--- Page excerpt ---

While US and Australia official interest rates will converge by September, the yield premium Australian bonds offer will remain until March next year, CBA predicts.
The inability of the Trump administration to deliver tax cuts and spending initiatives has underwhelmed. So has growth and inflation, CBA said in a note. Federal investigations into the White House have only added uncertainty.
“Talk of impeachment has reduced US yields,” CBA said. “The pull-back in yields is symptomatic of the lower for longer world in which we live. Our forecast trajectory heads in a similar direction, but we’ve taken a little off the top.”
These two tables from CBA puts the spreads and revision in yield forecasts
The spread Australian bonds offered over their US peers last month compressed to levels not seen in 16 years as monetary policy between the two nation’s diverge.
The US Federal Reserve is expected to raise rates twice this year while the Reserve Bank of Australia is seen on hold for the rest of 2017.
The target US Fed Funds rate is currently 0.75% to 1%. The RBA cash rate stands at a record low of 1.5%.
Australian benchmark 10-year bonds yielded 2.41%, while the US equivalent yield stood at 2.18%.
The yield premium Australian bonds offer is a primary factor in foreign demand for the nation’s bonds and lends supports to the currency as well.
CBA forecasts the US bonds yields to offer as much a 10 basis points over the 10-year Australian paper by December 2018 before slipping to 5 basis points in June 2019.

--- Excerpted data ---

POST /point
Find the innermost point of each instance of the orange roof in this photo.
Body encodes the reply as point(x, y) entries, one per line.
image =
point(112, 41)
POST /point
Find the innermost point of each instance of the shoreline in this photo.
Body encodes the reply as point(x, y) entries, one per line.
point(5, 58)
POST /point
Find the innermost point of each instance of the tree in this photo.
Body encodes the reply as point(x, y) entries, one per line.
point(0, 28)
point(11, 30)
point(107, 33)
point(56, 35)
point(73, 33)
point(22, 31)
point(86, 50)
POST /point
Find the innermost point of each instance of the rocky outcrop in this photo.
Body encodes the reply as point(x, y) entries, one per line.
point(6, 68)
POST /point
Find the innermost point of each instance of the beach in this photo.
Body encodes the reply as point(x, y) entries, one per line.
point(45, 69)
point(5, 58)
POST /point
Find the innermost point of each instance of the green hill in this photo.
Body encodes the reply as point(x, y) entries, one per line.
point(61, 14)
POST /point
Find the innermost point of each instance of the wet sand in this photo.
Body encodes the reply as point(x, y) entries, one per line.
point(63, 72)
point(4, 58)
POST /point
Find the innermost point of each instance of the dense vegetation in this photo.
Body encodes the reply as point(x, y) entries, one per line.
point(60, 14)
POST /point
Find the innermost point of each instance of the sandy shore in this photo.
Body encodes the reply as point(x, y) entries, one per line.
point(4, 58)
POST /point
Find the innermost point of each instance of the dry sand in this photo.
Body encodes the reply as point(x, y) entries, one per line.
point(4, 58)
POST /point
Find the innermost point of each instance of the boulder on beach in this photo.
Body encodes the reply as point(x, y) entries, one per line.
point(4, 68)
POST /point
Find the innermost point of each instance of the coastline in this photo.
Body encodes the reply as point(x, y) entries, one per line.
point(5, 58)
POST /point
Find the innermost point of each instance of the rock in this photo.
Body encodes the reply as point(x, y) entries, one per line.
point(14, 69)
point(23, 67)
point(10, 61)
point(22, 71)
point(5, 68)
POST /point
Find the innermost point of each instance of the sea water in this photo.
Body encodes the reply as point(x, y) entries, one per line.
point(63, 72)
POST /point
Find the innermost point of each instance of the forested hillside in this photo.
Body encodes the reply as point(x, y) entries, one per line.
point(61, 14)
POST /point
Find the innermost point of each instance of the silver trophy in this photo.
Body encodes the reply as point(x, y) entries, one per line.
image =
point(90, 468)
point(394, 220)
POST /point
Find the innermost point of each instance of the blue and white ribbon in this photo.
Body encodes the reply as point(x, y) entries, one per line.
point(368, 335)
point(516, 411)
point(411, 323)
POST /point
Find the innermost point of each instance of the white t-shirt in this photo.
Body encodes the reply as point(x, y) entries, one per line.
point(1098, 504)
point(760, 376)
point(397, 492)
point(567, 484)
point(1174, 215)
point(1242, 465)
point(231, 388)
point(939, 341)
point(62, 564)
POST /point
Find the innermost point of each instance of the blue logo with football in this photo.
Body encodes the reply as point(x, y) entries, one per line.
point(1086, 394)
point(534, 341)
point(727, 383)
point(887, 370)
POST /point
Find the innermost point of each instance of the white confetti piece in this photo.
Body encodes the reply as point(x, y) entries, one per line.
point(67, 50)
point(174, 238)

---

# Exercise
From the article on Australian and US bond yields, list every figure written as a percentage, in the order in which the figures appear.

# Exercise answer
0.75%, 1%, 1.5%, 2.41%, 2.18%